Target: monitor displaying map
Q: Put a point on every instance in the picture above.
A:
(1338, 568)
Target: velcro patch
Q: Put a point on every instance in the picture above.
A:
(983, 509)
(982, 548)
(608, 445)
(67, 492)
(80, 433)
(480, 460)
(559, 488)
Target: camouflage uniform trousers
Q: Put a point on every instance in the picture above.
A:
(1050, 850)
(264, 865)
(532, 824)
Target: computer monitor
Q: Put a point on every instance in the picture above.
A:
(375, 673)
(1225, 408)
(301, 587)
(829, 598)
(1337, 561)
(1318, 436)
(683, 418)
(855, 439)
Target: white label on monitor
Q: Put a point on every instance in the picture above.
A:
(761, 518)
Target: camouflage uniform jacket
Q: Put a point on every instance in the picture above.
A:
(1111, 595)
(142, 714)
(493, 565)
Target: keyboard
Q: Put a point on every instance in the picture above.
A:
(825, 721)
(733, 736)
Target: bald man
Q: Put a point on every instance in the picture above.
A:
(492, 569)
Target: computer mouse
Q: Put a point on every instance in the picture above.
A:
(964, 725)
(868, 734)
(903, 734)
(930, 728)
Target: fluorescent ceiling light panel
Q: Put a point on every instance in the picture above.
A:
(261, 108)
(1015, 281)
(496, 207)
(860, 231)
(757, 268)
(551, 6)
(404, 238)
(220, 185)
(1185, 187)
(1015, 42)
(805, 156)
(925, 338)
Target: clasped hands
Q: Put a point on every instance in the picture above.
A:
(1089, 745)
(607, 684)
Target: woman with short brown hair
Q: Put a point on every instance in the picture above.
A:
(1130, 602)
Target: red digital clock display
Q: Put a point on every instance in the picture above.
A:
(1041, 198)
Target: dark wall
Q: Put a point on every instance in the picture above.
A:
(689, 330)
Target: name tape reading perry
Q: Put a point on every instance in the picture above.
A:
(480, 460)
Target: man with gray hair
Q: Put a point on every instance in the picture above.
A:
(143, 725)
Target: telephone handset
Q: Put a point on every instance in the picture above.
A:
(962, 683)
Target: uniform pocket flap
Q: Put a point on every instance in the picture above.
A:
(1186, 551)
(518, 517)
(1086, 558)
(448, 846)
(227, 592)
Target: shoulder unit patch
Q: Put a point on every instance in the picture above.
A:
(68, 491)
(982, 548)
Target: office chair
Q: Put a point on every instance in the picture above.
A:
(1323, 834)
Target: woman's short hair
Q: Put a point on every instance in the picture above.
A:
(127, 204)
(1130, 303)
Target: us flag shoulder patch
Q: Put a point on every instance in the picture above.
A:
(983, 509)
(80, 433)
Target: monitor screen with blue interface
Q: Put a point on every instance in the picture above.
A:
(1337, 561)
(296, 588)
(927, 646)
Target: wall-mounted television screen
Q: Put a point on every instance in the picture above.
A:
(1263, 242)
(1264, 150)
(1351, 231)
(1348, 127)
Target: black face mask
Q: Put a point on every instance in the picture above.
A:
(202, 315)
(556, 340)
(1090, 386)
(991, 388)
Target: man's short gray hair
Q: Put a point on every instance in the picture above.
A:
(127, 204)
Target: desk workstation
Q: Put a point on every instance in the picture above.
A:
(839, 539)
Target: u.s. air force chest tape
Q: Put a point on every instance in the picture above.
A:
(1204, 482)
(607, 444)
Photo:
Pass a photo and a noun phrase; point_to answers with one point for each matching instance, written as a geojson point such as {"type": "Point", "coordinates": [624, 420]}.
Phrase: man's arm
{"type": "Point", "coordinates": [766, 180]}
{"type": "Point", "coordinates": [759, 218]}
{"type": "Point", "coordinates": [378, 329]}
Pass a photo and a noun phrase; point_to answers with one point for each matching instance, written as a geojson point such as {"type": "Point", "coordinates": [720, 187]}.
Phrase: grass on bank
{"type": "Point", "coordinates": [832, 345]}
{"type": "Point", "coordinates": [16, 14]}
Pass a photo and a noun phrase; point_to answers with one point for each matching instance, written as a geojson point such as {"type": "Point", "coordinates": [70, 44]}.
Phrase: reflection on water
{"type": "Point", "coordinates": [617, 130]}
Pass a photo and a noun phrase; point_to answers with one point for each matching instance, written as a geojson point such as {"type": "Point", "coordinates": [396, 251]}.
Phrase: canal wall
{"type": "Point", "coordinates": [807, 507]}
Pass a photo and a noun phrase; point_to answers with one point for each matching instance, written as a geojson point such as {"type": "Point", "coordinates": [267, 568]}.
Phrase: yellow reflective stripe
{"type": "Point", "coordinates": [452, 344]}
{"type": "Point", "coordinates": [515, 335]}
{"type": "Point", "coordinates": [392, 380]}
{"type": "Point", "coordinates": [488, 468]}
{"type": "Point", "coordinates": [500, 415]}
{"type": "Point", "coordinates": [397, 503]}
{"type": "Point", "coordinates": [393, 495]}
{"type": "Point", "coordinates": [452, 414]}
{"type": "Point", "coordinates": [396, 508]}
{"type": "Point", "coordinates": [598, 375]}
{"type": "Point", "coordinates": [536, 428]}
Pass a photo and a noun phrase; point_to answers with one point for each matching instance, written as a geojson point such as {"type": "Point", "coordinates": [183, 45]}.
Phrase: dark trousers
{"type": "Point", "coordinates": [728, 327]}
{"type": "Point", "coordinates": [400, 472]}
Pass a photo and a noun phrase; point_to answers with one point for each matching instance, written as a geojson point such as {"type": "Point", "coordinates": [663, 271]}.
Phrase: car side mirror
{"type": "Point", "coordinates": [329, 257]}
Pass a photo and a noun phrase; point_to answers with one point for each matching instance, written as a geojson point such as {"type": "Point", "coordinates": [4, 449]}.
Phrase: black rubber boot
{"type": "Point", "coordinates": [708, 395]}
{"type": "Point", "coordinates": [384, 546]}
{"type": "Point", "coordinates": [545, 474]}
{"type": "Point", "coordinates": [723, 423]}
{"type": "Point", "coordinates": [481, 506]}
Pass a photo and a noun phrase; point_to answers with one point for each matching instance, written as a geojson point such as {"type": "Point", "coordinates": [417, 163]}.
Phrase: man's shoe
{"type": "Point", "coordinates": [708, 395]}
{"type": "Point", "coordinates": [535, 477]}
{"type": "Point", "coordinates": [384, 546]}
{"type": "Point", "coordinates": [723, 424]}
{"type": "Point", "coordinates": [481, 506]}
=-=-=
- _AIM_
Copy the lines of the listing above, from the line that contains "Target: office chair" through the line that contains "(1130, 303)", with both of those lines included.

- _RESULT OF THIS TASK_
Target: office chair
Q: Put a point on every instance in the picture above.
A:
(1323, 834)
Target: woman's short hair
Q: Put a point on every instance in the picture above.
A:
(127, 204)
(1130, 303)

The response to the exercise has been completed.